### THE DATA
[Start]
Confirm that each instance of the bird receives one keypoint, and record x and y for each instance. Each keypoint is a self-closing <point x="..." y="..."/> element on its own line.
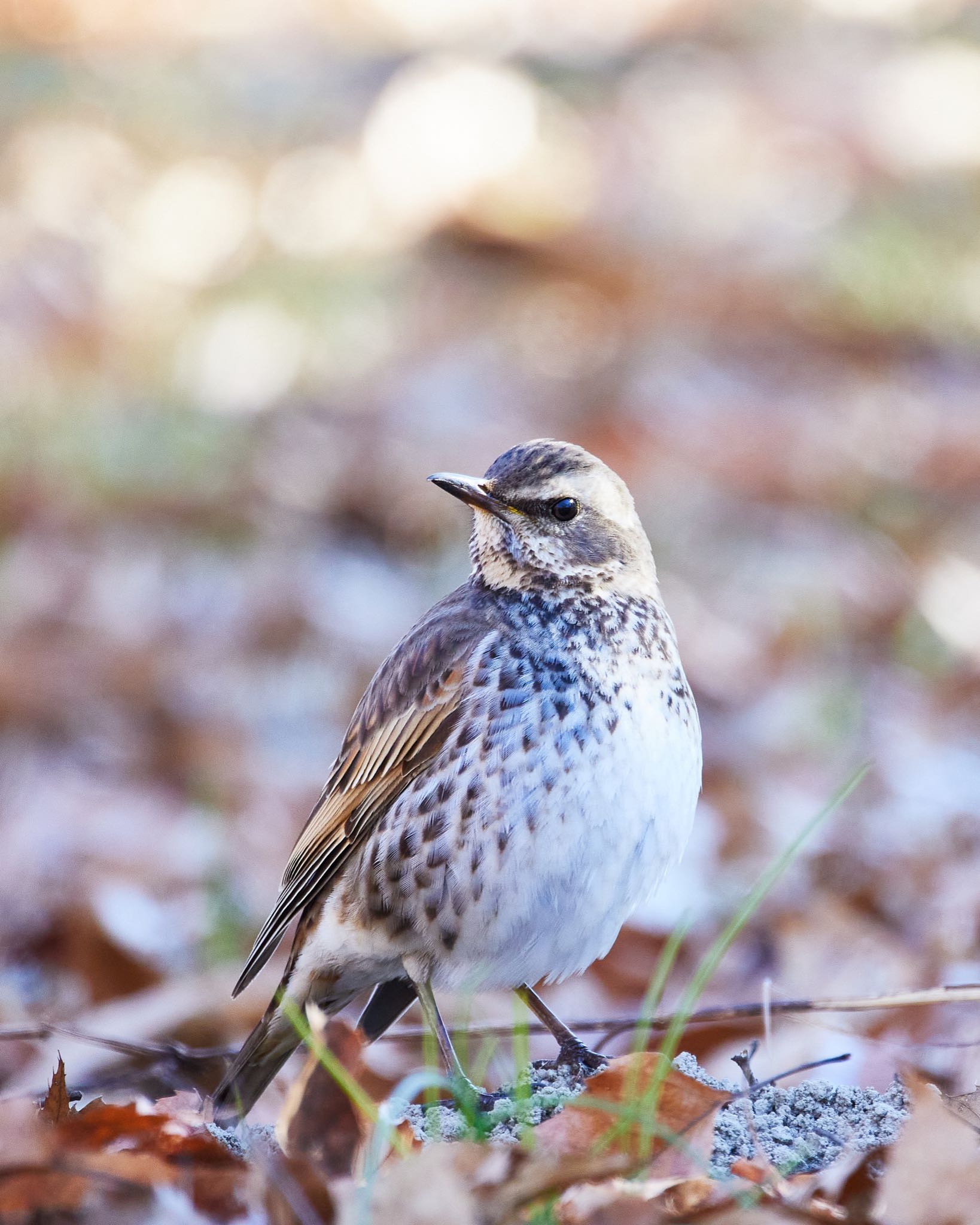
<point x="520" y="775"/>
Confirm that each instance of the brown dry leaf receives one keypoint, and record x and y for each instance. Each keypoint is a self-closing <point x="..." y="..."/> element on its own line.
<point x="25" y="1137"/>
<point x="626" y="1201"/>
<point x="296" y="1180"/>
<point x="966" y="1107"/>
<point x="102" y="1125"/>
<point x="434" y="1185"/>
<point x="860" y="1187"/>
<point x="934" y="1169"/>
<point x="57" y="1107"/>
<point x="685" y="1105"/>
<point x="319" y="1120"/>
<point x="32" y="1194"/>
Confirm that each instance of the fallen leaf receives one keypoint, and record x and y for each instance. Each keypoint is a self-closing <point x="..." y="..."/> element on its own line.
<point x="966" y="1107"/>
<point x="57" y="1107"/>
<point x="319" y="1120"/>
<point x="292" y="1183"/>
<point x="934" y="1172"/>
<point x="31" y="1194"/>
<point x="26" y="1139"/>
<point x="587" y="1124"/>
<point x="629" y="1200"/>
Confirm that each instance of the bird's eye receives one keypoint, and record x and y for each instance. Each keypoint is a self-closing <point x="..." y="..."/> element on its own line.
<point x="565" y="508"/>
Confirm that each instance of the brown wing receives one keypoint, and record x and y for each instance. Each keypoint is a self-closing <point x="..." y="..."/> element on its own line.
<point x="403" y="720"/>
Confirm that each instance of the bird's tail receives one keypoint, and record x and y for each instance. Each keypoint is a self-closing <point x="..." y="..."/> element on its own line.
<point x="261" y="1056"/>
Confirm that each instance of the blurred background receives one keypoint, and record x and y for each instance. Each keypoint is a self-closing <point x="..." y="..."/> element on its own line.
<point x="266" y="264"/>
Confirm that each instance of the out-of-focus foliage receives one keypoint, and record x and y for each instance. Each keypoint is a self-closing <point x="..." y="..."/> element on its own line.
<point x="266" y="265"/>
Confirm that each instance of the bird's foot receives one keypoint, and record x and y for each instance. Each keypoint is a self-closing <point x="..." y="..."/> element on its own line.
<point x="579" y="1055"/>
<point x="468" y="1094"/>
<point x="577" y="1058"/>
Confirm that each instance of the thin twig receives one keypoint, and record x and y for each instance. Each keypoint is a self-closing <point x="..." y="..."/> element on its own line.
<point x="744" y="1062"/>
<point x="615" y="1026"/>
<point x="611" y="1026"/>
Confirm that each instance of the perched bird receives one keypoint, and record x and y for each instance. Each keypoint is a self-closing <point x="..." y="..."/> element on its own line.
<point x="521" y="772"/>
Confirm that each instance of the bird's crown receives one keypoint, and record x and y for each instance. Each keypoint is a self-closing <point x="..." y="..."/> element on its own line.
<point x="550" y="515"/>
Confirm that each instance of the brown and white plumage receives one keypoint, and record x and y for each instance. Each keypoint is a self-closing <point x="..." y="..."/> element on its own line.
<point x="520" y="773"/>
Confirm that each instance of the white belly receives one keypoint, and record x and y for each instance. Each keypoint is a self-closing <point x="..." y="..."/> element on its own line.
<point x="562" y="845"/>
<point x="597" y="846"/>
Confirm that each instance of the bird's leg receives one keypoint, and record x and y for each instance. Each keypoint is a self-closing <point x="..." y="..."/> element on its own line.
<point x="435" y="1022"/>
<point x="571" y="1050"/>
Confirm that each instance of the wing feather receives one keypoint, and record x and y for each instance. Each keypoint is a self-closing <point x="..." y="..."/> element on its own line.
<point x="401" y="723"/>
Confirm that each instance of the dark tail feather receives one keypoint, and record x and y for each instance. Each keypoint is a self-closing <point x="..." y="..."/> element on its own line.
<point x="389" y="1001"/>
<point x="264" y="1053"/>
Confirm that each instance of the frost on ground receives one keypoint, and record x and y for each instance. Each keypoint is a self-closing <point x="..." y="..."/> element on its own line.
<point x="805" y="1128"/>
<point x="802" y="1129"/>
<point x="533" y="1101"/>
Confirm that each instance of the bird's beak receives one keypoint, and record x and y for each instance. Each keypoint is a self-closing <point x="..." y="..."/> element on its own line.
<point x="471" y="490"/>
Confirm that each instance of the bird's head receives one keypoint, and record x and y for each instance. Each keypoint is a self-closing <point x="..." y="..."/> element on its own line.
<point x="549" y="515"/>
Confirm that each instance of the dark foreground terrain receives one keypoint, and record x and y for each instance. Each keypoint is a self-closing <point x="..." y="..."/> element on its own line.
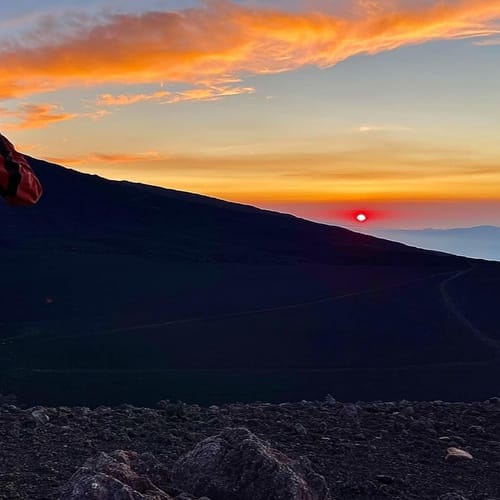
<point x="126" y="293"/>
<point x="363" y="451"/>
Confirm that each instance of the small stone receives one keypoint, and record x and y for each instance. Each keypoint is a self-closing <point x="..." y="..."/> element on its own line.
<point x="382" y="478"/>
<point x="40" y="416"/>
<point x="330" y="400"/>
<point x="300" y="429"/>
<point x="477" y="429"/>
<point x="457" y="453"/>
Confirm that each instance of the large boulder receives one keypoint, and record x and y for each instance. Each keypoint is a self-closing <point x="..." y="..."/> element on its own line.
<point x="237" y="465"/>
<point x="121" y="475"/>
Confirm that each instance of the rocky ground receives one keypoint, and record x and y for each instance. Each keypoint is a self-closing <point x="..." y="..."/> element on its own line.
<point x="292" y="451"/>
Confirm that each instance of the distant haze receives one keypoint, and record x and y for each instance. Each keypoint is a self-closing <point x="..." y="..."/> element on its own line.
<point x="482" y="242"/>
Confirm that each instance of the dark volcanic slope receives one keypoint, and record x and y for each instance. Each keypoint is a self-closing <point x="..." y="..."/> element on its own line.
<point x="365" y="451"/>
<point x="120" y="292"/>
<point x="84" y="212"/>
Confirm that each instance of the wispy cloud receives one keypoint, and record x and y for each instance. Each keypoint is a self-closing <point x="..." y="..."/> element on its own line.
<point x="382" y="128"/>
<point x="487" y="42"/>
<point x="223" y="39"/>
<point x="110" y="158"/>
<point x="35" y="116"/>
<point x="212" y="93"/>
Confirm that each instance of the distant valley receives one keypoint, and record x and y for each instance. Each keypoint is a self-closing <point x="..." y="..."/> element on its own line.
<point x="481" y="242"/>
<point x="121" y="292"/>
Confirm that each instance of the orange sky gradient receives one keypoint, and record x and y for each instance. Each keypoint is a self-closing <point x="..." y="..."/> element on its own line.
<point x="181" y="99"/>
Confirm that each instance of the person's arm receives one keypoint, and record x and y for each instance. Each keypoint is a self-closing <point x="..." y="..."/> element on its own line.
<point x="18" y="183"/>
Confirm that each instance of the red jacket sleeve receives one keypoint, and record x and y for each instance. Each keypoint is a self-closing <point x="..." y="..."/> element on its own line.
<point x="18" y="183"/>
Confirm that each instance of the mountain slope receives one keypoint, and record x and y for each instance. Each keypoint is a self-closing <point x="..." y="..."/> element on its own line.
<point x="124" y="292"/>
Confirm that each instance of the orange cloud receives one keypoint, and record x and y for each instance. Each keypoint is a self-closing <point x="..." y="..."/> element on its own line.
<point x="223" y="40"/>
<point x="109" y="158"/>
<point x="35" y="116"/>
<point x="212" y="93"/>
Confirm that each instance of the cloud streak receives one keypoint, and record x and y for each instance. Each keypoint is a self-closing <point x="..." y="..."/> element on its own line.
<point x="206" y="93"/>
<point x="35" y="116"/>
<point x="223" y="40"/>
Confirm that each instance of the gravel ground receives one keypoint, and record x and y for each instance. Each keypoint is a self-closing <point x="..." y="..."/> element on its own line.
<point x="365" y="450"/>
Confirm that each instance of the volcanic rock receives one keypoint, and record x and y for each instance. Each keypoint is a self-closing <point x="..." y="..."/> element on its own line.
<point x="237" y="465"/>
<point x="115" y="476"/>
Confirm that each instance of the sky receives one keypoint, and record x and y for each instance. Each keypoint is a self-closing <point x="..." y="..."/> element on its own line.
<point x="320" y="108"/>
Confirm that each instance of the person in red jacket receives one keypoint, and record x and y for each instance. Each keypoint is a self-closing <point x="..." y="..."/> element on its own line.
<point x="18" y="183"/>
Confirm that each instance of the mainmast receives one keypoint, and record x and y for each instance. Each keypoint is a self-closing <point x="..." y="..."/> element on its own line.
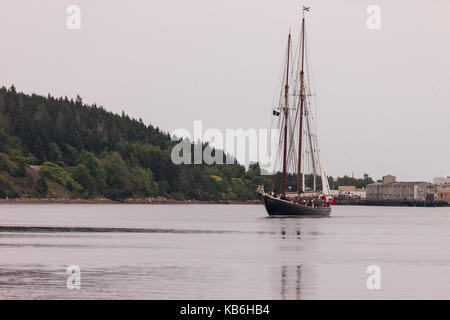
<point x="286" y="109"/>
<point x="302" y="98"/>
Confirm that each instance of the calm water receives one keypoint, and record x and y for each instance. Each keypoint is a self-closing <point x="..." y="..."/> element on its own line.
<point x="221" y="252"/>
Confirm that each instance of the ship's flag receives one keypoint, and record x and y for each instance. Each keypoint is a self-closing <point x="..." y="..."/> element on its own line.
<point x="332" y="200"/>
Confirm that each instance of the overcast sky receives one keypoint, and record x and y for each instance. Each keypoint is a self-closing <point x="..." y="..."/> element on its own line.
<point x="383" y="95"/>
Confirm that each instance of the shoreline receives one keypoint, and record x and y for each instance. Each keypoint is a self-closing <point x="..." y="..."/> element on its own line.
<point x="158" y="200"/>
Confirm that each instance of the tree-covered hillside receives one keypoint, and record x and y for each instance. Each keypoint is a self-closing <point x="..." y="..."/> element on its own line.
<point x="58" y="147"/>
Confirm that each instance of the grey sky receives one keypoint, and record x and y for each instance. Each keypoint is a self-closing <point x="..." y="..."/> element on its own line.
<point x="383" y="96"/>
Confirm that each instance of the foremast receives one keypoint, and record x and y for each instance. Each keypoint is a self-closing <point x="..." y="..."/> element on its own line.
<point x="302" y="99"/>
<point x="286" y="112"/>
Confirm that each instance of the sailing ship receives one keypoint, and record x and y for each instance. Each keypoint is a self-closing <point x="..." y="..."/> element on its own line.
<point x="298" y="147"/>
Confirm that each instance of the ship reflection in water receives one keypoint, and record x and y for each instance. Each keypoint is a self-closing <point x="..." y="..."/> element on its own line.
<point x="221" y="252"/>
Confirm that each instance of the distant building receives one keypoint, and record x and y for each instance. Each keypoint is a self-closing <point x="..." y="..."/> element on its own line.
<point x="442" y="182"/>
<point x="353" y="191"/>
<point x="444" y="194"/>
<point x="390" y="189"/>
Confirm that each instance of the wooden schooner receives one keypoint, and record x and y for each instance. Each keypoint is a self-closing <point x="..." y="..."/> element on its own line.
<point x="298" y="145"/>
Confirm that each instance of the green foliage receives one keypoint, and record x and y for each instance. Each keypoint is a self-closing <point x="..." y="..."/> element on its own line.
<point x="6" y="190"/>
<point x="92" y="152"/>
<point x="41" y="187"/>
<point x="56" y="173"/>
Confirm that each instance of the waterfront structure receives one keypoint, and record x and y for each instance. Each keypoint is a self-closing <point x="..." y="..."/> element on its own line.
<point x="352" y="191"/>
<point x="442" y="182"/>
<point x="390" y="189"/>
<point x="443" y="194"/>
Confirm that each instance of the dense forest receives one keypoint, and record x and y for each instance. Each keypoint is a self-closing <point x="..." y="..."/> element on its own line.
<point x="63" y="148"/>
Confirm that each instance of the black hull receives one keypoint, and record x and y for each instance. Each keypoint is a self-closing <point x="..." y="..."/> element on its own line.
<point x="278" y="207"/>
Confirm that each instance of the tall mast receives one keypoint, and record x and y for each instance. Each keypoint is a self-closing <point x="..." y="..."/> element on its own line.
<point x="302" y="98"/>
<point x="286" y="105"/>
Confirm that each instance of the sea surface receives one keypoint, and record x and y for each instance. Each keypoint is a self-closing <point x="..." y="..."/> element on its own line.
<point x="222" y="252"/>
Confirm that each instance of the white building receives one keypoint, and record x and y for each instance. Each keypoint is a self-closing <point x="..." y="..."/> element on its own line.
<point x="442" y="182"/>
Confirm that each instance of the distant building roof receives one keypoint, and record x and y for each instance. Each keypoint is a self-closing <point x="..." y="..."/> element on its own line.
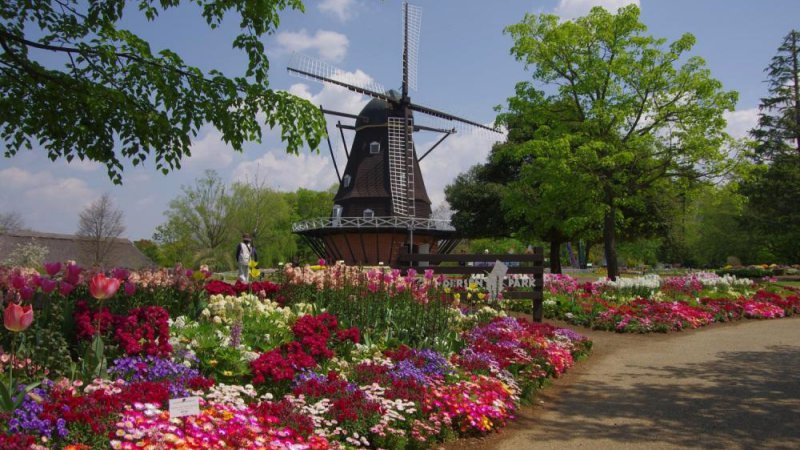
<point x="63" y="247"/>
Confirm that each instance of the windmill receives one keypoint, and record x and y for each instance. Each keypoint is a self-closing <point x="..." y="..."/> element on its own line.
<point x="381" y="206"/>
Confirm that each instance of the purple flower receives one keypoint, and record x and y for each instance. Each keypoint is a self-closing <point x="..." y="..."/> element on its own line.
<point x="152" y="368"/>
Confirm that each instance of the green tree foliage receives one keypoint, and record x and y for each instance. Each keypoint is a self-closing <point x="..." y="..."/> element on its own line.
<point x="77" y="84"/>
<point x="778" y="128"/>
<point x="149" y="249"/>
<point x="636" y="110"/>
<point x="772" y="212"/>
<point x="266" y="215"/>
<point x="198" y="223"/>
<point x="207" y="220"/>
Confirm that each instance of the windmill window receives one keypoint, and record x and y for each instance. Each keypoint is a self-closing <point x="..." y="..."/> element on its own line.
<point x="337" y="215"/>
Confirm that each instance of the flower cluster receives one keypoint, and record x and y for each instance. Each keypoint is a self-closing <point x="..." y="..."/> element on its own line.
<point x="144" y="331"/>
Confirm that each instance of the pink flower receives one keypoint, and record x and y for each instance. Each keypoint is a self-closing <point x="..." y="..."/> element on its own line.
<point x="102" y="287"/>
<point x="17" y="318"/>
<point x="73" y="273"/>
<point x="17" y="281"/>
<point x="130" y="288"/>
<point x="48" y="285"/>
<point x="26" y="293"/>
<point x="65" y="288"/>
<point x="52" y="268"/>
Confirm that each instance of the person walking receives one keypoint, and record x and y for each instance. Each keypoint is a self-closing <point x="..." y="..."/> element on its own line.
<point x="245" y="252"/>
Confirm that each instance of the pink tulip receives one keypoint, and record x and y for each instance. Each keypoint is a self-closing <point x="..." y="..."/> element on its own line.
<point x="102" y="287"/>
<point x="48" y="285"/>
<point x="52" y="268"/>
<point x="17" y="318"/>
<point x="130" y="288"/>
<point x="73" y="273"/>
<point x="65" y="288"/>
<point x="26" y="293"/>
<point x="17" y="281"/>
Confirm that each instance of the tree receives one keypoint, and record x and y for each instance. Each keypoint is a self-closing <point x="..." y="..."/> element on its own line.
<point x="101" y="224"/>
<point x="198" y="223"/>
<point x="771" y="213"/>
<point x="778" y="128"/>
<point x="76" y="83"/>
<point x="11" y="221"/>
<point x="640" y="112"/>
<point x="149" y="249"/>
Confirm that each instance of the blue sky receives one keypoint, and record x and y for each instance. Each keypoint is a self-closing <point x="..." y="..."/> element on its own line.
<point x="464" y="68"/>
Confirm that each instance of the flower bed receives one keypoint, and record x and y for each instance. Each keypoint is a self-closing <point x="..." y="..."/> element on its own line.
<point x="648" y="304"/>
<point x="324" y="359"/>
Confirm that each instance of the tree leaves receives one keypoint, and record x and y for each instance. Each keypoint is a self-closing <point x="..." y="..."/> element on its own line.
<point x="115" y="101"/>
[End]
### PROBLEM DETAILS
Reproduce exactly the line containing "Confirm that each instance of the flower cluster" and every line after it through the end of the records above, and nothing else.

### RESULT OF THIS TASK
Confirm that each instance of the flower cluster receives one keypoint, and record x and y for each instance. Each keypoint is a self-closing <point x="..." y="..."/> element on its own line.
<point x="144" y="331"/>
Confirm that each instance of the pink flower receives one keypoint, and record x and y for each instance. Each keypoint is a self-closing <point x="..." y="..."/> element on its own line.
<point x="102" y="287"/>
<point x="17" y="318"/>
<point x="73" y="273"/>
<point x="17" y="281"/>
<point x="130" y="288"/>
<point x="48" y="285"/>
<point x="26" y="293"/>
<point x="65" y="288"/>
<point x="52" y="268"/>
Confirm that each instance of the person walking receives one keypoint, and record x and y for each instance. Each keypoint is a self-closing <point x="..." y="..."/> element on its own line.
<point x="245" y="252"/>
Confirm that each instance of the pink tulip receives one keypoint, and record x and y for each instance. Each keypoint is a self-closing <point x="..." y="..."/> element on its own line.
<point x="102" y="287"/>
<point x="48" y="285"/>
<point x="52" y="268"/>
<point x="17" y="318"/>
<point x="130" y="288"/>
<point x="73" y="273"/>
<point x="65" y="288"/>
<point x="26" y="293"/>
<point x="17" y="281"/>
Confirm that each instance of the tree receives one keypoint, and record x and y for each instance. Each keypoint is a self-closing <point x="..." y="..."/> element on its own line.
<point x="101" y="224"/>
<point x="198" y="223"/>
<point x="771" y="213"/>
<point x="778" y="128"/>
<point x="76" y="83"/>
<point x="11" y="221"/>
<point x="640" y="112"/>
<point x="149" y="249"/>
Confirm that each instance of the blue sky receives one keypoint, and record x and y for each instance. Each keypoint is a self-closing <point x="..." y="..."/> element on its own line.
<point x="464" y="68"/>
Confirm that each instance of the flower bed receives one keypoint, and record x and y for each instance. Each keypoint is a self-closing <point x="..." y="..."/> element on its own line.
<point x="648" y="304"/>
<point x="324" y="359"/>
Confirm that each instance of the tree leaves receives one keypoint, and record x and y for each instance. Each keypoint is a self-closing <point x="..." y="..."/> element on its own line.
<point x="115" y="101"/>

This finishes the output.